**Problem**:
What follows is a set of records; repeat all of them exactly.

**Data supplied**:
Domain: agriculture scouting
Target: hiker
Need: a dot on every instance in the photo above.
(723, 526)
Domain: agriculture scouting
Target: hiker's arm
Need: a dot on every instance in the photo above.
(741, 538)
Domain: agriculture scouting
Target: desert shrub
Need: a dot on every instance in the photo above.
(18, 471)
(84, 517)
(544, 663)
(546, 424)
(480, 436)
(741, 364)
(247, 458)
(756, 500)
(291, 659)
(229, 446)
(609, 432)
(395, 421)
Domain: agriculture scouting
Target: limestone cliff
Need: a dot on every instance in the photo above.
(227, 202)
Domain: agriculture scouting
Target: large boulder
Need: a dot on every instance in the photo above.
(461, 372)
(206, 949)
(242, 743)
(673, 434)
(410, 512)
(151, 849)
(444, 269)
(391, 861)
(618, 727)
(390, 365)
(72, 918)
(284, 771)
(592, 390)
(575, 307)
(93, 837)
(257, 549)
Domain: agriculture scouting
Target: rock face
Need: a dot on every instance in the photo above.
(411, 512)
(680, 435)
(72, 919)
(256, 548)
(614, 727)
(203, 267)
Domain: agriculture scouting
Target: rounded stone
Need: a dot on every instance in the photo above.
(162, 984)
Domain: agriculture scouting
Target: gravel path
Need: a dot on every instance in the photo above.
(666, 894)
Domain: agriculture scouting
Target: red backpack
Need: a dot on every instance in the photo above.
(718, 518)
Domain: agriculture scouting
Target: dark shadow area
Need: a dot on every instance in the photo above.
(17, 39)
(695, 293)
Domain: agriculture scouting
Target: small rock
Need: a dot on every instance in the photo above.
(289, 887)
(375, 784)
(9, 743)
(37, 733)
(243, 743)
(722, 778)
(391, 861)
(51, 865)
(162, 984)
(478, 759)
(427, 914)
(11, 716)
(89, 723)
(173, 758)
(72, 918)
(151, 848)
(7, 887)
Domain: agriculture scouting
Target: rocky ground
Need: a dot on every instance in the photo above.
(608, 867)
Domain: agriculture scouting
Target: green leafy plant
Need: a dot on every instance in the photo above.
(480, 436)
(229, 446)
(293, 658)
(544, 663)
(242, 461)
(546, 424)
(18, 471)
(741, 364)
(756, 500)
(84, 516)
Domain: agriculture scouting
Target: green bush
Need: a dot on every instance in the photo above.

**Finished exercise**:
Domain: agriculture scouting
Target: hiker
Need: a dot on every instance in the photo above.
(723, 526)
Domain: agriculture scouting
Target: hiker's arm
Need: a dot on every instance in the photo above.
(741, 538)
Domain: agriculture scouting
Target: desert shrub
Need: a dot on every instance in the photo above.
(18, 471)
(84, 517)
(544, 663)
(546, 424)
(480, 436)
(741, 364)
(247, 458)
(756, 500)
(291, 659)
(229, 446)
(609, 432)
(395, 421)
Domain: agriculture scouting
Target: limestone cliff
Need: a dot on every instance in the photo above.
(227, 202)
Domain: agriculture scouting
Target: large boulder
Need: a dot on every instance in the photo above.
(461, 372)
(206, 949)
(242, 743)
(673, 434)
(410, 512)
(151, 849)
(444, 269)
(391, 861)
(618, 727)
(390, 365)
(72, 918)
(284, 771)
(592, 390)
(575, 307)
(93, 837)
(257, 549)
Domain: agriculture scouting
Target: rock face
Need: a dot on every instance in the photo above.
(411, 512)
(680, 435)
(72, 919)
(256, 548)
(614, 727)
(203, 267)
Domain: agriculture scouting
Target: rounded stone
Need: a dot on every instance in the photo above.
(162, 984)
Domain: agriculture scouting
Target: gravel path
Need: a dot on every instance in the photo above.
(666, 894)
Domain: agriculture scouting
Target: red backpack
Need: a dot on every instance in the photo above.
(718, 518)
Domain: agriculture scouting
Target: dark shadow area
Need: a dot on every instance in the photo above.
(17, 39)
(695, 293)
Domain: agriculture scouting
Target: small rock
Need: a dot on every instance in the photo above.
(289, 887)
(375, 784)
(9, 743)
(37, 733)
(243, 743)
(722, 778)
(391, 861)
(51, 865)
(162, 984)
(478, 759)
(427, 914)
(11, 716)
(89, 723)
(173, 758)
(72, 918)
(151, 848)
(7, 887)
Domain: agriculture scouting
Target: rocky ground
Need: a dot on every instance in the photo above.
(608, 867)
Domain: agriculture scouting
Target: green leafy plant
Need: a dot on every instance in the photo above.
(480, 436)
(229, 446)
(293, 658)
(544, 663)
(242, 461)
(546, 424)
(18, 471)
(741, 364)
(756, 500)
(84, 516)
Domain: agriculture scouting
Target: green bush
Need: a dot on every instance in the photo above.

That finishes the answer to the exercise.